-------- Excerpted records

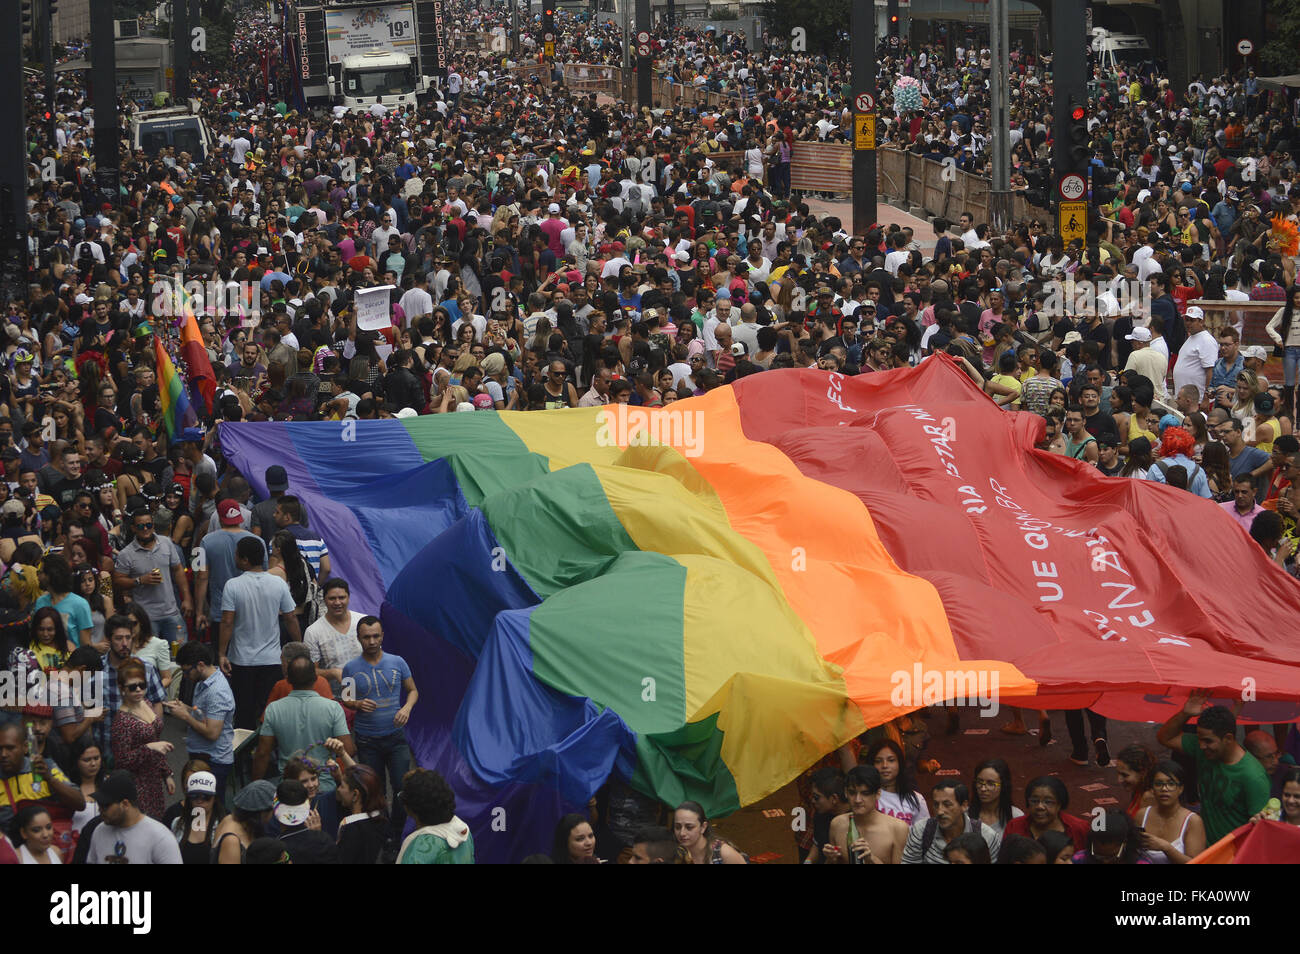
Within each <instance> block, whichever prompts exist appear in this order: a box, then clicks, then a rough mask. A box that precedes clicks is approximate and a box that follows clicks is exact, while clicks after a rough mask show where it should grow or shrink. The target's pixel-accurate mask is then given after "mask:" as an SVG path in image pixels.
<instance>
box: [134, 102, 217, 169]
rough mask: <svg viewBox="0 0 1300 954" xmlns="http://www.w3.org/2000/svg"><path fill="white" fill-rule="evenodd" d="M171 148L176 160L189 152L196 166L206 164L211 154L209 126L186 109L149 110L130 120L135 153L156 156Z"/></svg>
mask: <svg viewBox="0 0 1300 954" xmlns="http://www.w3.org/2000/svg"><path fill="white" fill-rule="evenodd" d="M168 146H170V147H172V148H173V149H174V155H177V156H179V155H181V153H182V152H188V153H190V156H191V157H192V159H194V161H195V162H203V161H205V160H207V157H208V155H209V153H211V152H212V133H211V131H209V130H208V123H207V122H204V121H203V120H201V118H200V117H199V116H195V114H194V113H192V112H190V109H188V108H186V107H170V108H168V109H146V110H143V112H139V113H135V116H133V117H131V148H133V149H143V151H144V155H146V156H157V155H159V153H160V152H162V149H165V148H166V147H168Z"/></svg>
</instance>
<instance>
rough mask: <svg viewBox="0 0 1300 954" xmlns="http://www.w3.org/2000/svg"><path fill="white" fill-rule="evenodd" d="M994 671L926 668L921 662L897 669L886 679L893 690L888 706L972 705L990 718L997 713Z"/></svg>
mask: <svg viewBox="0 0 1300 954" xmlns="http://www.w3.org/2000/svg"><path fill="white" fill-rule="evenodd" d="M998 681H1000V677H998V673H997V669H927V668H926V667H923V665H922V664H920V663H915V664H913V667H911V669H896V671H894V673H893V675H892V676H891V677H889V682H891V685H892V686H893V689H892V690H891V691H889V703H891V704H893V706H897V707H898V708H920V707H923V706H941V704H944V703H945V702H946V703H954V704H958V706H975V707H976V708H979V710H980V716H983V717H985V719H992V717H993V716H996V715H997V712H998V702H997V697H998Z"/></svg>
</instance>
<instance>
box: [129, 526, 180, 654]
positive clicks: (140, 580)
mask: <svg viewBox="0 0 1300 954" xmlns="http://www.w3.org/2000/svg"><path fill="white" fill-rule="evenodd" d="M131 530H133V532H134V534H135V535H134V539H133V541H131V542H130V543H129V545H127V546H125V547H123V548H122V550H121V551H120V552H118V554H117V559H116V560H114V563H113V587H114V589H116V590H117V591H118V593H129V594H130V595H131V599H133V600H134V602H136V603H139V604H140V608H142V610H144V612H146V613H148V617H149V623H152V624H153V633H155V636H159V637H160V638H162V639H166V641H168V642H175V643H182V642H185V641H186V638H187V632H186V625H185V619H186V617H190V616H191V615H192V613H194V604H192V603H191V602H190V580H188V577H187V576H186V573H185V561H183V560H182V559H181V550H179V548H178V547H177V545H175V543H173V542H172V541H170V539H168V538H166V537H160V535H157V534H156V533H155V532H153V513H152V512H151V511H149V509H148V508H147V507H142V508H140V509H138V511H136V512H135V513H133V515H131ZM178 603H179V606H177V604H178Z"/></svg>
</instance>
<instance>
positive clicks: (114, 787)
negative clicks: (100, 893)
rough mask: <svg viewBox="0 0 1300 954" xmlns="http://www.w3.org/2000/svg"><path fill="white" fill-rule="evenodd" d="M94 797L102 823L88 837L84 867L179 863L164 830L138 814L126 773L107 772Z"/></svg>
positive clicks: (155, 822) (104, 776)
mask: <svg viewBox="0 0 1300 954" xmlns="http://www.w3.org/2000/svg"><path fill="white" fill-rule="evenodd" d="M94 798H95V802H96V803H98V805H99V814H100V816H101V819H103V820H101V821H100V824H99V825H98V827H96V828H95V832H94V833H92V834H91V836H90V851H88V854H87V857H86V863H87V864H182V860H181V846H179V845H178V844H177V841H175V838H174V837H173V834H172V832H170V831H168V827H166V825H164V824H162V823H161V821H156V820H155V819H151V818H149V816H148V815H146V814H143V812H142V811H140V808H139V794H138V793H136V789H135V780H134V779H133V777H131V773H130V772H125V771H116V772H109V773H108V775H107V776H104V779H103V781H100V784H99V786H98V788H96V789H95V795H94Z"/></svg>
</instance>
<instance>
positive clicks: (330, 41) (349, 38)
mask: <svg viewBox="0 0 1300 954" xmlns="http://www.w3.org/2000/svg"><path fill="white" fill-rule="evenodd" d="M283 30H285V32H286V35H287V39H289V42H290V44H291V45H292V48H294V55H295V60H296V68H298V81H299V82H300V83H302V94H303V99H304V100H305V103H307V105H334V107H344V108H346V109H350V110H365V109H370V108H372V107H374V105H376V104H380V105H385V107H389V108H402V107H404V105H408V104H412V103H416V101H417V100H422V99H424V96H425V95H426V94H428V92H429V91H430V90H432V88H433V87H434V84H435V83H437V79H438V78H439V77H445V75H446V73H447V57H448V56H450V53H451V25H450V22H448V21H447V16H446V6H445V1H443V0H406V1H404V3H367V1H365V0H352V3H330V0H299V3H296V5H291V6H290V8H289V9H287V16H286V17H285V19H283Z"/></svg>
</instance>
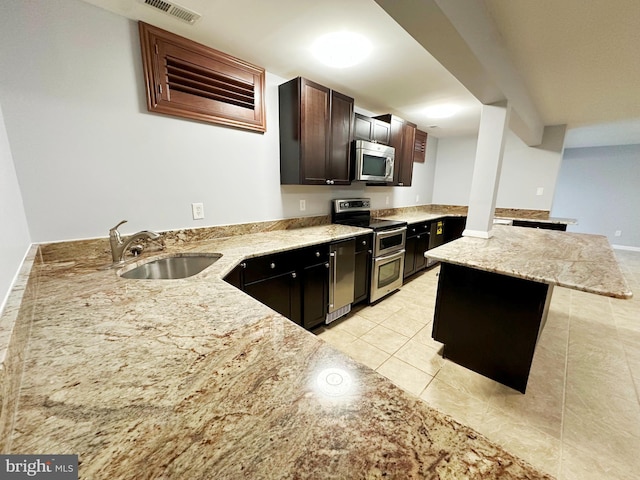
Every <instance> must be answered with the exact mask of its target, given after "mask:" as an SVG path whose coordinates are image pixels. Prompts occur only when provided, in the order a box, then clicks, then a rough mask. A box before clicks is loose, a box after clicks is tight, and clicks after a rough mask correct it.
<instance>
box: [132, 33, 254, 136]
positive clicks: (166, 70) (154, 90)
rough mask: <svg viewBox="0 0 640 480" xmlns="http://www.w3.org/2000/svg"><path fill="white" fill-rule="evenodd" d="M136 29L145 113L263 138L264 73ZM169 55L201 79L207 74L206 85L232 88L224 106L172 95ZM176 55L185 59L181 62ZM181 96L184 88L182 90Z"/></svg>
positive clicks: (210, 49) (212, 94)
mask: <svg viewBox="0 0 640 480" xmlns="http://www.w3.org/2000/svg"><path fill="white" fill-rule="evenodd" d="M138 27H139V32H140V46H141V49H142V64H143V70H144V77H145V88H146V93H147V109H148V110H149V111H150V112H155V113H162V114H167V115H173V116H177V117H182V118H187V119H192V120H199V121H203V122H207V123H212V124H217V125H225V126H229V127H235V128H240V129H244V130H250V131H255V132H261V133H264V132H265V131H266V114H265V98H264V89H265V70H264V69H263V68H261V67H258V66H255V65H252V64H250V63H248V62H245V61H243V60H240V59H238V58H235V57H232V56H230V55H227V54H226V53H223V52H219V51H217V50H214V49H212V48H209V47H207V46H205V45H201V44H199V43H196V42H193V41H192V40H188V39H186V38H183V37H180V36H178V35H175V34H173V33H171V32H167V31H165V30H162V29H160V28H157V27H154V26H152V25H149V24H147V23H144V22H138ZM168 52H171V58H172V59H179V61H180V62H182V63H183V64H184V65H191V66H192V67H193V68H194V70H195V69H196V68H197V69H199V70H200V73H202V72H204V73H205V74H206V71H209V72H211V77H210V78H208V79H207V81H208V82H209V84H212V83H214V82H216V79H218V80H220V79H222V80H225V81H224V82H223V84H227V85H230V87H229V90H224V89H223V90H222V92H223V93H224V92H226V94H227V97H228V100H227V101H224V100H217V99H215V98H206V97H205V96H202V95H200V96H198V95H194V94H190V93H189V92H188V91H179V90H176V89H172V88H171V87H170V83H169V75H168V71H167V54H168ZM180 52H182V53H183V56H180ZM205 76H206V75H205ZM205 83H206V82H205ZM174 85H175V84H174ZM251 88H252V92H251V91H250V89H251ZM184 90H188V88H186V87H185V88H184ZM239 92H243V93H246V94H247V95H240V97H242V99H243V100H242V101H241V99H240V98H239ZM251 94H252V95H253V108H251ZM211 96H212V97H215V96H216V95H214V94H212V95H211ZM223 96H224V95H223ZM243 105H244V106H243Z"/></svg>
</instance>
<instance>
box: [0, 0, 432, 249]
mask: <svg viewBox="0 0 640 480" xmlns="http://www.w3.org/2000/svg"><path fill="white" fill-rule="evenodd" d="M0 14H1V15H0V103H2V105H3V107H4V111H5V121H6V128H7V133H8V136H9V139H10V140H11V145H12V153H13V158H14V162H15V168H16V172H17V176H18V179H19V180H20V185H21V187H22V195H23V198H24V204H25V210H26V215H27V218H28V220H29V226H30V231H31V236H32V239H33V241H35V242H47V241H58V240H69V239H77V238H91V237H103V236H106V235H107V232H108V229H109V228H110V227H112V226H114V225H115V224H116V223H118V222H119V221H120V220H122V219H128V220H129V224H128V225H126V226H124V227H123V228H122V232H123V233H131V232H134V231H137V230H141V229H153V230H160V231H161V230H168V229H176V228H183V227H186V228H188V227H201V226H208V225H223V224H233V223H244V222H255V221H265V220H273V219H280V218H287V217H293V216H302V215H317V214H326V213H329V211H330V210H329V208H330V207H329V205H330V203H329V200H330V199H331V198H337V197H341V196H349V197H351V196H362V195H366V196H370V197H372V199H373V206H374V208H383V207H385V206H389V207H394V206H395V207H398V206H407V205H415V204H416V203H420V204H422V203H429V201H430V197H431V186H432V183H433V182H432V180H433V164H431V165H429V164H418V165H416V168H415V171H414V182H413V186H412V187H408V188H403V187H395V188H392V187H382V188H380V187H368V188H365V187H364V186H360V185H354V186H351V187H347V188H337V187H288V186H282V187H281V186H280V180H279V150H278V148H279V147H278V124H277V122H278V104H277V85H278V84H279V83H281V82H283V81H285V80H288V79H282V78H278V77H277V76H275V75H271V74H267V88H266V111H267V132H266V133H265V134H263V135H262V134H258V133H251V132H245V131H241V130H233V129H230V128H225V127H219V126H212V125H209V124H204V123H198V122H194V121H187V120H182V119H177V118H172V117H168V116H161V115H156V114H150V113H148V112H147V109H146V103H145V92H144V86H143V74H142V69H141V58H140V46H139V40H138V32H137V25H136V23H135V22H133V21H130V20H127V19H125V18H122V17H119V16H116V15H114V14H112V13H109V12H106V11H104V10H102V9H99V8H97V7H94V6H92V5H89V4H87V3H84V2H80V1H77V0H64V1H62V0H41V1H25V2H22V1H20V2H18V1H14V2H8V3H7V2H4V3H3V4H2V6H1V7H0ZM213 47H214V48H215V45H214V46H213ZM356 104H357V98H356ZM436 144H437V142H431V143H430V144H429V148H430V152H431V157H433V156H434V151H435V148H436ZM387 197H388V198H389V203H388V204H387ZM300 199H306V200H307V209H306V210H305V211H304V212H301V211H300V210H299V200H300ZM416 199H418V200H417V201H416ZM192 202H202V203H203V204H204V209H205V219H204V220H192V218H191V203H192Z"/></svg>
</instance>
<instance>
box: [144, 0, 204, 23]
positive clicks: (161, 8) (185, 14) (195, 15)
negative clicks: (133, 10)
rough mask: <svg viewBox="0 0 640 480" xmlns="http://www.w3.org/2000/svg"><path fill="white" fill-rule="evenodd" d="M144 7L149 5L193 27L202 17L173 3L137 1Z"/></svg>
mask: <svg viewBox="0 0 640 480" xmlns="http://www.w3.org/2000/svg"><path fill="white" fill-rule="evenodd" d="M139 1H140V2H142V3H144V4H145V5H149V6H150V7H153V8H156V9H158V10H161V11H162V12H164V13H166V14H167V15H171V16H172V17H176V18H179V19H180V20H182V21H183V22H187V23H189V24H191V25H193V24H194V23H195V22H196V20H198V19H199V18H200V17H201V16H202V15H200V14H199V13H196V12H194V11H193V10H189V9H188V8H186V7H183V6H182V5H178V4H177V3H173V2H166V1H165V0H139Z"/></svg>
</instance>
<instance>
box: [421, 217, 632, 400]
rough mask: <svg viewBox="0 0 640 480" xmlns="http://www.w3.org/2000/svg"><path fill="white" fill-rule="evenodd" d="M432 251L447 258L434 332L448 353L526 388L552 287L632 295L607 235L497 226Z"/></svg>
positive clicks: (440, 270) (461, 362)
mask: <svg viewBox="0 0 640 480" xmlns="http://www.w3.org/2000/svg"><path fill="white" fill-rule="evenodd" d="M493 233H494V235H493V237H491V238H489V239H481V238H473V237H463V238H460V239H458V240H455V241H453V242H450V243H448V244H446V245H443V246H441V247H438V248H435V249H433V250H429V251H428V252H426V253H425V256H427V257H429V258H433V259H435V260H439V261H440V262H442V264H441V270H440V277H439V280H438V294H437V298H436V308H435V314H434V321H433V338H434V339H436V340H438V341H440V342H442V343H444V350H443V356H444V357H446V358H449V359H450V360H453V361H454V362H456V363H459V364H460V365H463V366H465V367H467V368H469V369H471V370H473V371H475V372H478V373H481V374H483V375H485V376H487V377H489V378H492V379H494V380H496V381H498V382H501V383H503V384H505V385H507V386H510V387H512V388H514V389H516V390H518V391H520V392H522V393H524V392H525V390H526V385H527V379H528V376H529V370H530V368H531V362H532V360H533V354H534V350H535V346H536V343H537V340H538V338H539V335H540V333H541V332H542V329H543V328H544V324H545V321H546V317H547V312H548V307H549V302H550V301H551V296H552V292H553V287H554V285H558V286H562V287H566V288H571V289H576V290H582V291H585V292H590V293H594V294H598V295H606V296H610V297H614V298H623V299H624V298H631V296H632V293H631V291H630V289H629V287H628V286H627V284H626V281H625V279H624V277H623V275H622V273H621V271H620V268H619V266H618V263H617V261H616V259H615V257H614V255H613V251H612V249H611V247H610V245H609V242H608V240H607V238H606V237H604V236H600V235H586V234H577V233H566V232H558V231H553V230H545V229H536V228H524V227H512V226H501V225H494V230H493Z"/></svg>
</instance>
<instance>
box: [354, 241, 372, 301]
mask: <svg viewBox="0 0 640 480" xmlns="http://www.w3.org/2000/svg"><path fill="white" fill-rule="evenodd" d="M372 242H373V235H371V234H369V235H362V236H359V237H357V238H356V260H355V275H354V289H353V297H354V300H353V304H354V305H355V304H357V303H360V302H365V301H366V300H367V299H368V298H369V283H370V278H371V254H372V250H371V248H372Z"/></svg>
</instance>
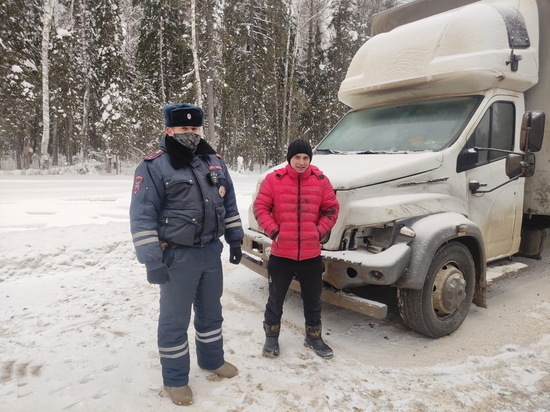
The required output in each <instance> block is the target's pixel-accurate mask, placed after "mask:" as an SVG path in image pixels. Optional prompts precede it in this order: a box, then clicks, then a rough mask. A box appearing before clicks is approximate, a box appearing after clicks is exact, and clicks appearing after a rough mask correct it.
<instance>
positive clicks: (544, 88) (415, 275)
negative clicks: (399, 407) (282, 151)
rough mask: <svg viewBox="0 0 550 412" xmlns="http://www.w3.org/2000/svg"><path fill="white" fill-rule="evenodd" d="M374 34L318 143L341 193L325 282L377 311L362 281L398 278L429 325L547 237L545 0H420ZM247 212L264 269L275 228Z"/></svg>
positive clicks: (407, 319) (448, 327) (547, 222)
mask: <svg viewBox="0 0 550 412" xmlns="http://www.w3.org/2000/svg"><path fill="white" fill-rule="evenodd" d="M372 34H373V36H372V37H371V38H370V39H369V40H368V41H367V42H366V43H365V44H364V45H363V46H362V47H361V48H360V49H359V51H358V52H357V53H356V55H355V57H354V58H353V60H352V62H351V64H350V67H349V69H348V72H347V75H346V78H345V79H344V81H343V82H342V84H341V87H340V91H339V99H340V100H341V101H342V102H343V103H345V104H346V105H348V106H349V107H350V108H351V110H350V111H349V112H348V113H347V114H346V115H345V116H344V117H343V118H342V119H341V120H340V121H339V122H338V123H337V124H336V126H335V127H334V128H333V129H332V130H331V131H330V132H329V133H328V134H327V136H325V137H324V138H323V139H322V140H321V141H320V143H319V144H318V145H317V146H316V147H315V149H314V156H313V164H315V165H317V166H318V167H319V168H320V169H321V170H322V171H323V172H324V173H325V174H326V175H327V176H328V177H329V178H330V180H331V182H332V183H333V186H334V189H335V191H336V195H337V198H338V200H339V202H340V207H341V210H340V215H339V218H338V220H337V222H336V225H335V226H334V228H333V229H332V232H331V234H330V238H329V239H328V241H326V243H324V244H323V251H322V257H323V262H324V273H323V280H324V282H325V286H326V287H325V290H324V291H323V296H322V297H323V300H325V301H328V302H330V303H333V304H336V305H340V306H343V307H346V308H348V309H351V310H355V311H358V312H361V313H364V314H367V315H369V316H373V317H377V318H384V317H385V316H386V315H387V309H388V307H387V304H385V303H382V302H379V301H376V300H374V299H372V298H369V299H366V298H365V297H360V295H361V296H364V295H362V292H364V291H365V290H367V291H368V290H369V288H372V289H376V288H377V287H379V286H380V285H383V286H388V287H393V288H395V289H396V290H397V306H398V308H399V313H400V315H401V317H402V319H403V321H404V323H405V324H406V325H408V326H409V327H410V328H412V329H413V330H416V331H418V332H420V333H423V334H425V335H427V336H430V337H434V338H438V337H441V336H444V335H448V334H450V333H452V332H454V331H455V330H456V329H457V328H459V326H460V325H461V324H462V322H463V321H464V319H465V318H466V316H467V314H468V311H469V308H470V305H471V304H472V302H473V303H474V304H476V305H478V306H481V307H486V288H487V279H486V272H487V264H488V263H490V262H494V261H497V260H500V259H503V258H507V257H510V256H513V255H516V254H521V255H523V256H529V257H533V258H540V257H541V251H542V250H543V248H545V247H546V246H548V244H549V239H550V236H549V234H550V229H549V228H550V136H548V134H550V126H549V125H548V120H547V119H546V117H545V114H544V113H545V112H550V1H549V0H482V1H468V0H420V1H415V2H413V3H409V4H406V5H403V6H400V7H397V8H395V9H391V10H388V11H386V12H383V13H380V14H378V15H376V16H374V18H373V23H372ZM545 134H546V136H545V137H544V135H545ZM543 137H544V139H543ZM535 160H536V161H535ZM249 226H250V228H249V229H248V230H247V231H246V234H245V240H244V243H243V250H244V259H243V263H244V264H245V265H246V266H247V267H249V268H251V269H252V270H254V271H256V272H258V273H259V274H261V275H263V276H266V275H267V271H266V267H267V262H268V261H269V255H270V245H271V240H270V239H269V238H268V237H267V236H265V235H264V234H263V233H262V231H261V229H260V228H259V226H258V224H257V222H256V221H255V219H254V216H253V213H252V210H250V212H249ZM293 287H294V288H295V289H299V285H298V284H297V283H296V282H294V284H293ZM360 291H361V293H359V292H360Z"/></svg>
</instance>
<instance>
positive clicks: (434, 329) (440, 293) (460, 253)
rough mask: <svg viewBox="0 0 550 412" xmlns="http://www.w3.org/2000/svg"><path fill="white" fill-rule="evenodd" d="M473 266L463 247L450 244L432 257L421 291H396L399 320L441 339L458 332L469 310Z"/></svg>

----------------

Which lines of the records above contain the word "after"? Copy each such line in full.

Within each <instance> block, whichever prompts exist appear in this order: a box, then clicks, then a rough mask. A box that precedes clicks is approximate and a box that follows clicks is exact, while clicks after a rough mask show where it should grow or shrink. The target's pixel-accurate mask is then given after "mask:" as an SVG path in image pixels.
Every <instance> must be answered with the exact mask of its target, given after "mask:" as an SVG path whose coordinates are image pixels. Prompts occur only when provided, in the order a box, then clicks, then a rough mask. A box before clicks is loose, a box after clicks is tight, and clicks after a rough mask correct it.
The required output in each <instance> block is the target's pixel-accurate mask, placed after "mask:" as an SVG path in image pixels. Optional prompts precede it in this order: a box, then clicks, then a rough mask. A box appearing before clicks is approximate, a box appearing after clicks is exact, and clicks appearing after a rough mask correct it.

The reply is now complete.